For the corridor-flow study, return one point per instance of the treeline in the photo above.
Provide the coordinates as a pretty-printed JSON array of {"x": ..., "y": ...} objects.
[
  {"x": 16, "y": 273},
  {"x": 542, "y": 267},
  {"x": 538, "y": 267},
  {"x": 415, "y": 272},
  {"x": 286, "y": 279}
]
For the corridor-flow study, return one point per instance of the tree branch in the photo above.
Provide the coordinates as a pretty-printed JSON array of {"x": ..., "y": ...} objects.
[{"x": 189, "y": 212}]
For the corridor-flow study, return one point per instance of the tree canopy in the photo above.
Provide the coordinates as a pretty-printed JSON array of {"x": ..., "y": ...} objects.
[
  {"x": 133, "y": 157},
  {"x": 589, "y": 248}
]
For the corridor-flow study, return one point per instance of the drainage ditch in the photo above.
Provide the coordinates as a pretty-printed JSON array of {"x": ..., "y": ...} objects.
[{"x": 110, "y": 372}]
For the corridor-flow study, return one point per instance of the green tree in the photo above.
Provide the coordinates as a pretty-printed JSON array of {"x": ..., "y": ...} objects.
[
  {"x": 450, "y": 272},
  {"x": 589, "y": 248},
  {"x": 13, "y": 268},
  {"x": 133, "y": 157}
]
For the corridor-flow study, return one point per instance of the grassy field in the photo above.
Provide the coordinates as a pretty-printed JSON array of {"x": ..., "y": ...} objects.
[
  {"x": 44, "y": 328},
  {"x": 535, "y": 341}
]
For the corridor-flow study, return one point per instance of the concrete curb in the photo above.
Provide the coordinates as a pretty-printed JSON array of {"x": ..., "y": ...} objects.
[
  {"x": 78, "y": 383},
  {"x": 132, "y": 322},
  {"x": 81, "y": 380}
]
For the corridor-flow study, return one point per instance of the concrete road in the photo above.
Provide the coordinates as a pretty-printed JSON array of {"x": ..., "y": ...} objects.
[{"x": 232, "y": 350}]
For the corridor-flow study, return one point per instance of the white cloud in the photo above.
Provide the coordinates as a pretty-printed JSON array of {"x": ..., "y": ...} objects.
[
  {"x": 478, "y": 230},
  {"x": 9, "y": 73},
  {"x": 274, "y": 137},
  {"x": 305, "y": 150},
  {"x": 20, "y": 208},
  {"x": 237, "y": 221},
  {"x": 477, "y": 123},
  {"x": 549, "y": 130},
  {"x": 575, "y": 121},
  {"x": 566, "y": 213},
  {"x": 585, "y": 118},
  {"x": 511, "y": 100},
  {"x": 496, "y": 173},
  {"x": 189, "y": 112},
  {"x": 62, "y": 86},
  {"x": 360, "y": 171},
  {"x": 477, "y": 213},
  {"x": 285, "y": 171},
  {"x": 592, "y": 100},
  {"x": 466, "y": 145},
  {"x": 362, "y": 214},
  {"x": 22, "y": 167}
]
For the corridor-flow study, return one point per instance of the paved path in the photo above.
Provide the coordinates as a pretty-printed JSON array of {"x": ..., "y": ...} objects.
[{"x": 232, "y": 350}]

= = =

YOUR GOAL: Put every line of the rows above into a JSON list of strings, one string per line, with blank lines left out.

TASK SOLUTION:
[
  "For the corridor-flow study, return one point per instance of the treeline in the photo above.",
  "Provide the coordinates as a pretty-printed JSON array of {\"x\": ..., \"y\": ...} objects.",
  "[",
  "  {\"x\": 16, \"y\": 273},",
  "  {\"x\": 542, \"y\": 267},",
  "  {\"x\": 538, \"y\": 267},",
  "  {\"x\": 415, \"y\": 272},",
  "  {\"x\": 286, \"y\": 279}",
  "]",
  "For the corridor-flow study, return one point per instance of the tree branch in the photo above.",
  "Provide the coordinates as a pretty-printed JSON array of {\"x\": ..., \"y\": ...} objects.",
  "[{\"x\": 189, \"y\": 212}]",
  "For the corridor-flow study, return one point per instance of the tree canopy in the photo above.",
  "Provide the coordinates as a pretty-printed JSON array of {\"x\": ..., \"y\": ...} objects.",
  "[",
  "  {\"x\": 133, \"y\": 157},",
  "  {\"x\": 589, \"y\": 248}",
  "]",
  "For the corridor-flow study, return one point per instance of the drainage ditch in the photo above.",
  "Provide the coordinates as a pretty-printed JSON array of {\"x\": ..., \"y\": ...} objects.",
  "[{\"x\": 110, \"y\": 372}]",
  "For the corridor-flow study, return one point per instance of the green tree in the photo above.",
  "Provide the coordinates as a pretty-printed JSON array of {\"x\": ..., \"y\": ...} objects.",
  "[",
  "  {\"x\": 450, \"y\": 272},",
  "  {\"x\": 589, \"y\": 248},",
  "  {\"x\": 13, \"y\": 268},",
  "  {\"x\": 133, \"y\": 157}",
  "]",
  "For the corridor-flow study, return one point per instance of the grassy field in the photo above.",
  "Provide the coordinates as a pretty-printed JSON array of {\"x\": ..., \"y\": ...} objects.",
  "[",
  "  {\"x\": 44, \"y\": 328},",
  "  {\"x\": 535, \"y\": 341}",
  "]",
  "For the corridor-flow study, return one point per instance of the concrete curb in the photo above.",
  "Provide the coordinates as a pretty-printed JSON array of {\"x\": ..., \"y\": ...} objects.",
  "[",
  "  {\"x\": 78, \"y\": 383},",
  "  {\"x\": 132, \"y\": 322},",
  "  {\"x\": 81, \"y\": 380}",
  "]",
  "For the corridor-flow study, return one point per instance of the concrete road in the photo above.",
  "Provide the coordinates as a pretty-printed JSON array of {\"x\": ..., \"y\": ...} objects.",
  "[{\"x\": 232, \"y\": 350}]",
  "For the corridor-flow study, return one point per instance of the white cloud in the photo above.",
  "Provide the coordinates as a pretty-printed JSON array of {\"x\": ..., \"y\": ...} objects.",
  "[",
  "  {\"x\": 478, \"y\": 230},",
  "  {\"x\": 9, \"y\": 73},",
  "  {\"x\": 274, \"y\": 137},",
  "  {\"x\": 305, \"y\": 150},",
  "  {\"x\": 20, \"y\": 208},",
  "  {\"x\": 237, \"y\": 221},",
  "  {\"x\": 477, \"y\": 123},",
  "  {\"x\": 549, \"y\": 130},",
  "  {\"x\": 575, \"y\": 121},",
  "  {\"x\": 566, \"y\": 213},",
  "  {\"x\": 585, \"y\": 118},",
  "  {\"x\": 511, \"y\": 100},",
  "  {\"x\": 496, \"y\": 173},",
  "  {\"x\": 189, \"y\": 112},",
  "  {\"x\": 62, \"y\": 86},",
  "  {\"x\": 360, \"y\": 171},",
  "  {\"x\": 477, \"y\": 213},",
  "  {\"x\": 285, \"y\": 171},",
  "  {\"x\": 592, \"y\": 100},",
  "  {\"x\": 466, \"y\": 145},",
  "  {\"x\": 362, \"y\": 214},",
  "  {\"x\": 22, \"y\": 167}",
  "]",
  "For the corridor-flow study, return one point per instance of the paved path in the photo above.",
  "Provide the coordinates as a pretty-printed JSON array of {\"x\": ..., \"y\": ...} objects.",
  "[{\"x\": 232, \"y\": 350}]"
]